Music Critics Discuss Hi-Rez Audio

The first National Critics Conference in US history took place May 25–29 at the Omni Hotel in downtown Los Angeles. Subtitled "Critical Unity in Critical Times," the gathering brought together US and Canadian members of organizations devoted to visual arts, dance, jazz, classical music, and theater criticism.

The conference began with a keynote address, "Seeing the Critic as Critical," delivered by producer, director, and social activist Norman Lear, whose credits range from All in the Family’s infamous Archie Bunker to the recent purchase of Concord Jazz/Fantasy Records. The more than 450 attendees were then free to attend three days’ worth of cross-disciplinary panels and sessions devoted to specific field(s) of expertise. Classical critics were as free to attend "African-American Perspectives on Jazz Journalism" as jazz critics were to drop in on "Photography as Criticism."

APPLY WHAT YOU READ =
1. According to the conference report, at which hotel was the first National Critics Conference held?
2. Reproduce the conference report starting at the words "The first National" and stopping after the words "and theater criticism.".

GIVEN ENTRIES =
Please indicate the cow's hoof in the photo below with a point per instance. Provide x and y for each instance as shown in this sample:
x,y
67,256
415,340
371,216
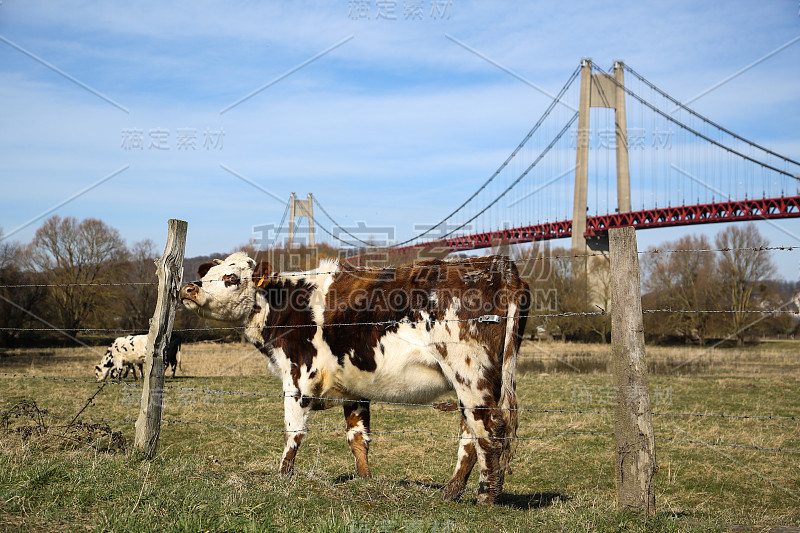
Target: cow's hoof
x,y
453,491
485,499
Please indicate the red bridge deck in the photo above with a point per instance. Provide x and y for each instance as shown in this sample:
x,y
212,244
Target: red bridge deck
x,y
598,226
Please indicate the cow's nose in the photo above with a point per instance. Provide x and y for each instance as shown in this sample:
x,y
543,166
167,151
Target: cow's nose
x,y
190,290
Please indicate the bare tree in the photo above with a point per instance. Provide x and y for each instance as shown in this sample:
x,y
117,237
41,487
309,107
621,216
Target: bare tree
x,y
16,293
72,255
138,296
743,266
684,280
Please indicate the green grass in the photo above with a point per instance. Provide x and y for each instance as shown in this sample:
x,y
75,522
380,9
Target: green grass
x,y
222,477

TASK-BY-TASK ANSWERS =
1. The Omni Hotel in downtown Los Angeles.

2.
The first National Critics Conference in US history took place May 25–29 at the Omni Hotel in downtown Los Angeles. Subtitled "Critical Unity in Critical Times," the gathering brought together US and Canadian members of organizations devoted to visual arts, dance, jazz, classical music, and theater criticism.